## [QUÉ HACER]
A – Reescribe el tramo del fragmento sobre los Recortables Royal desde "Esos entrañables momentos" hasta "la enseñanza media.", poniendo "muestra" en lugar de "exposición".
B – Resume en tres oraciones el fragmento sobre los Recortables Royal.

## [FRAGMENTO SELECCIONADO]
Esos entrañables momentos del pasado


Quizás mi memoria me traicione, pero la primera vez que los vi fue en una exposición de juguetes antiguos que se realizó en La Moneda y, siendo sincera, me parecieron simples cartones con dibujos por lo que no les presté mayor atención. Al lado de coches antiguos, muñecas de principio de siglo y todo tipo de artefactos de madera, los Recortables Royal no lograban gran protagonismo.

Debieron contarme un par de historia para caer en cuenta que esos simples cartones –como me parecieron en un comienzo– eran los antecesores a aquellas cartulinas diseñadas que en más de una ocasión me facilitaron el trabajo en las clases de Técnico Manual, cuando aún cursaba la enseñanza media.

Con las lágrimas a punto de brotar, mi interlocutor comenzó a relatarme cómo, en su más tierna infancia, esos eran los tesoros más preciados que podían llegar a obtener, por los que eran capaces de privarse de golosinas y ahorrar durante semanas el vuelto del pan para adquirir uno y luego armar, con suma prolijidad, cada una de sus piezas.

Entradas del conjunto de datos

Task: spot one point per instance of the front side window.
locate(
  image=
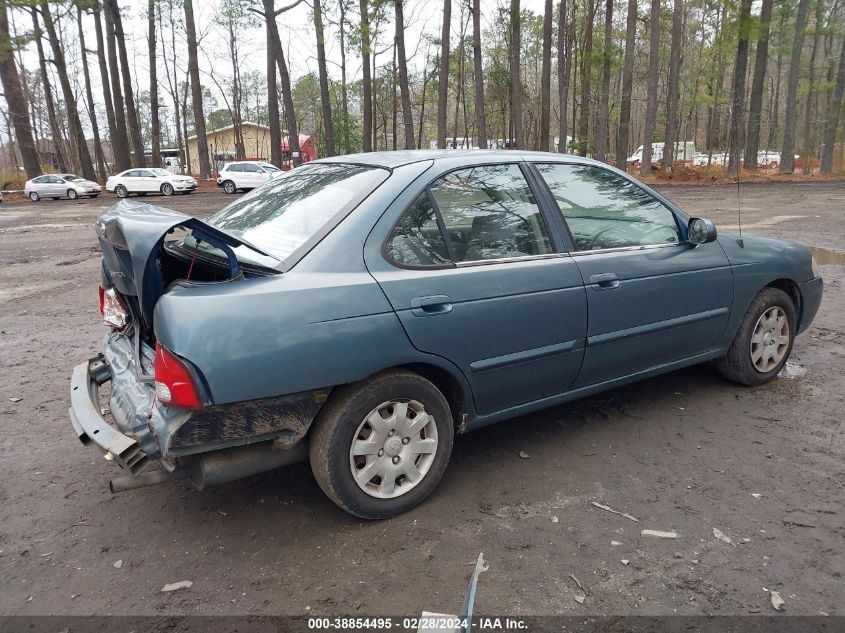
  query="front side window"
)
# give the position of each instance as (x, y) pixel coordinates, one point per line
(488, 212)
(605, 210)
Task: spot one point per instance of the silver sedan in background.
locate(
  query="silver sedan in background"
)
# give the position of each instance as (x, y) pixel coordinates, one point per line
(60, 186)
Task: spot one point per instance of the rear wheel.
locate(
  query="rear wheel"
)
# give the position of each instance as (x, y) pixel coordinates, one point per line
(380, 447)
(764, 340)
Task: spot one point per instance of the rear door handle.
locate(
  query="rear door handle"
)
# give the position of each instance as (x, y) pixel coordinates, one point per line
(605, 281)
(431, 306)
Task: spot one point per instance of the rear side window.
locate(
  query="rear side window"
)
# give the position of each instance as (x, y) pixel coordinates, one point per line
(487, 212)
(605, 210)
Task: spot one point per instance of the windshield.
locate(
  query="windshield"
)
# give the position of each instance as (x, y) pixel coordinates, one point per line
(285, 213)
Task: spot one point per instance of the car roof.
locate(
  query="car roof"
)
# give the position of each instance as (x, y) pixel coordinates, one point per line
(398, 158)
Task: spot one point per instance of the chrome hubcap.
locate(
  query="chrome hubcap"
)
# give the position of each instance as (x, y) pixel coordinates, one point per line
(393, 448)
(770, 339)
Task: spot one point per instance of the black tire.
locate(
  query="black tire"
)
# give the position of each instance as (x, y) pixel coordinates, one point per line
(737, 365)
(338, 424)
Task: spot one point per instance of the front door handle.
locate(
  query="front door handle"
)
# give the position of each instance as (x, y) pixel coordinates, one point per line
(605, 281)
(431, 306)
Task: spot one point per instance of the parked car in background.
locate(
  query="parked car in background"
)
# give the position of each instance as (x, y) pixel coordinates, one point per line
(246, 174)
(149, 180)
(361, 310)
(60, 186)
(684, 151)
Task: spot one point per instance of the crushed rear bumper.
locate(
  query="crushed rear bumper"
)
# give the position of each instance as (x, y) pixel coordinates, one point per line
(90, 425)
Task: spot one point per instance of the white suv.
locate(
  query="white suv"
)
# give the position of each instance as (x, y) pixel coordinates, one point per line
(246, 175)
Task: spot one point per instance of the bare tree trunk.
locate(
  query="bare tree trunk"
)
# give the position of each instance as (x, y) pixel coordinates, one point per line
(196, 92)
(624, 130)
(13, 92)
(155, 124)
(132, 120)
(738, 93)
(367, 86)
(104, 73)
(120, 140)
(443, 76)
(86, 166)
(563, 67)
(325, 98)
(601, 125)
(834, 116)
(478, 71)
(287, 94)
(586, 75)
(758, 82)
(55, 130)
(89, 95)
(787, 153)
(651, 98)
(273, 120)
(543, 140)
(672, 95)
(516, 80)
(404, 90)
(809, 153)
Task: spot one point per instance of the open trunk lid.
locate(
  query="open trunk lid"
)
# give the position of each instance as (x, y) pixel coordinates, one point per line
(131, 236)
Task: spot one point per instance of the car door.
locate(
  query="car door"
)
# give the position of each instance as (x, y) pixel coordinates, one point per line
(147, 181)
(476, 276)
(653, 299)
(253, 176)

==

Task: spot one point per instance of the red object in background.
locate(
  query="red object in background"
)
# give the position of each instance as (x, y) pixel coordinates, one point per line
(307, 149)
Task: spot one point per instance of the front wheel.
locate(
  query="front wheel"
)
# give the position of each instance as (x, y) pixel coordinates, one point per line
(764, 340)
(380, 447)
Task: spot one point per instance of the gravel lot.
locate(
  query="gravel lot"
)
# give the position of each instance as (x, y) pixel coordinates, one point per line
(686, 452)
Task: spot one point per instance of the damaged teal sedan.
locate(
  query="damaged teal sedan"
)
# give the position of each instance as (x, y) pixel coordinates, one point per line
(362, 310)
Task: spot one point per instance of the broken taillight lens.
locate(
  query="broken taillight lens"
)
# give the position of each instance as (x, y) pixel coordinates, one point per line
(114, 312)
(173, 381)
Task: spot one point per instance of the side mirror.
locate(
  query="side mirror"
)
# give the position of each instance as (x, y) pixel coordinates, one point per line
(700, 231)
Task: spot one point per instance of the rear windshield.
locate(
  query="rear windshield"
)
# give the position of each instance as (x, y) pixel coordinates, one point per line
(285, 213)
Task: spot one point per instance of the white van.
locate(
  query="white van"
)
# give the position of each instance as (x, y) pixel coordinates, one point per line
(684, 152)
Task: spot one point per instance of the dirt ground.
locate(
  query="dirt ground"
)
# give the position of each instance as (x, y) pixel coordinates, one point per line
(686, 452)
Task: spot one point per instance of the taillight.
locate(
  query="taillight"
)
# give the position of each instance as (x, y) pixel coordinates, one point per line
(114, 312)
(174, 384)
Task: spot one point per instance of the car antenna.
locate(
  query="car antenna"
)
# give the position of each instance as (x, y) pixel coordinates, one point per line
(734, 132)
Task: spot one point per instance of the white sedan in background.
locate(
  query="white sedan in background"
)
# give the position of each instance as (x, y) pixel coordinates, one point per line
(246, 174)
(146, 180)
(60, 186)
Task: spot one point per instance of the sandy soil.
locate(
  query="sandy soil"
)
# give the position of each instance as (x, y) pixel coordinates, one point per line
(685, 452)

## [RESPUESTAS EN ORDEN]
A –
Esos entrañables momentos del pasado


Quizás mi memoria me traicione, pero la primera vez que los vi fue en una muestra de juguetes antiguos que se realizó en La Moneda y, siendo sincera, me parecieron simples cartones con dibujos por lo que no les presté mayor atención. Al lado de coches antiguos, muñecas de principio de siglo y todo tipo de artefactos de madera, los Recortables Royal no lograban gran protagonismo.

Debieron contarme un par de historia para caer en cuenta que esos simples cartones –como me parecieron en un comienzo– eran los antecesores a aquellas cartulinas diseñadas que en más de una ocasión me facilitaron el trabajo en las clases de Técnico Manual, cuando aún cursaba la enseñanza media.

B – Quien escribe vio los Recortables Royal por primera vez en una exposición de juguetes antiguos en La Moneda, donde le parecieron simples cartones con dibujos y no destacaban junto a coches antiguos, muñecas y artefactos de madera. Tras escuchar algunas historias, comprendió que eran los antecesores de las cartulinas diseñadas que le facilitaron el trabajo en las clases de Técnico Manual durante la enseñanza media. Su interlocutor, a punto de llorar, le contó que en su infancia eran los tesoros más preciados, por los que se privaban de golosinas y ahorraban durante semanas el vuelto del pan para comprar uno y armarlo con suma prolijidad.